Text segment
COVID-19: The Meat Industry Under Siege


Stephen Groves, Associated Press

Smithfield Foods’ pork processing plant closed Sunday, due to an outbreak of COVID-19 among its workers.

Brendan Guillen, Reporter

On April 12th, 2020, Smithfield Foods’ pork processing plant closed due to a COVID-19 outbreak in their Sioux Falls, South Dakota, location, which was responsible for producing up to 130 million servings of food. This is equivalent to an estimated 5% of U.S. pork production. More than 230 of the 3,700 employees tested positive for the virus. Several meat plants throughout the country have reported similar issues over the past two weeks.

A division of JBS USA had also closed in Souderton, Pennsylvannia, as the plant’s management team members reported having flu-like symptoms, but is planning to reopen on April 16th. Cargill Meat Solutions closed their Hazelton, Pennsylvania plant last week after 130 workers tested positive for COVID-19.

Tyson (TSN) suspended its pork plant at Columbus Junction, Iowa, last week after a dozen workers tested positive for the virus. The company is one of the  largest meat processors in the world. However, rather than turning away the livestock that was being shipped to that location, it is redirecting it to other meat processing plants.

The Smithfield processing plant had been supplied by 550 farms in the region, creating a financial issue for livestock breeders. In a letter to President Trump, Marty Smith, President of the National Cattlemen’s Beef Association, stated “the onset of COVID-19 has resulted in the steep decline of both cattle futures market and cash trade–resulting in significant financial challenges for our members.”

In the words of Christine McCracken, senior analyst of animal protein for Rabobank, the U.S. has enough meat in storage to prevent shortages. She is backed by Kerns and Associates economist, Steve Meyer, who stated that “we have a lot of pork, we have a lot of chicken, we have a lot of beef in cold storage.” If other plants follow Tyson’s lead, “they could help mitigate losses in production as well,” Meyer noted.

Despite these developments, the US Department of Agriculture has stated that there has been no evidence that COVID-19 is being transmitted through food or the packaging. For the moment, it seems that the meat lovers of America will feast for more days to come.

Records provided
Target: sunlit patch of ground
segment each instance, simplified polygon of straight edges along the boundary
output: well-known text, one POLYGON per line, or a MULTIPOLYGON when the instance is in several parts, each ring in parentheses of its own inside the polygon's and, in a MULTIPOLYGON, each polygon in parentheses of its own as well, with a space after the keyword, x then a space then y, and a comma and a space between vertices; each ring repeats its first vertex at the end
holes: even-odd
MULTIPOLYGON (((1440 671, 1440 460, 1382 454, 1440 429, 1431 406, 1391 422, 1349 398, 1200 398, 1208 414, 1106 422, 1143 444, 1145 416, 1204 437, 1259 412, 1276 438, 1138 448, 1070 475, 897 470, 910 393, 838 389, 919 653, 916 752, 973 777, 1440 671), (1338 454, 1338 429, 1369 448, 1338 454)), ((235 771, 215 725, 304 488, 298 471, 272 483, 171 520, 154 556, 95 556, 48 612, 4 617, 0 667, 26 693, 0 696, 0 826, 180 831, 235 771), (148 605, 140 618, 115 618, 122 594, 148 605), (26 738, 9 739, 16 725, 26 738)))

Your goal
Answer these questions using the article on COVID-19 and the meat industry.
(a) How many employees worked at the Smithfield plant in Sioux Falls?
(b) How many workers tested positive before Cargill Meat Solutions closed its Hazelton plant?
(c) According to the US Department of Agriculture, what has no evidence been found for?

Solution below
(a) 3,700 employees.
(b) 130 workers.
(c) COVID-19 being transmitted through food or its packaging.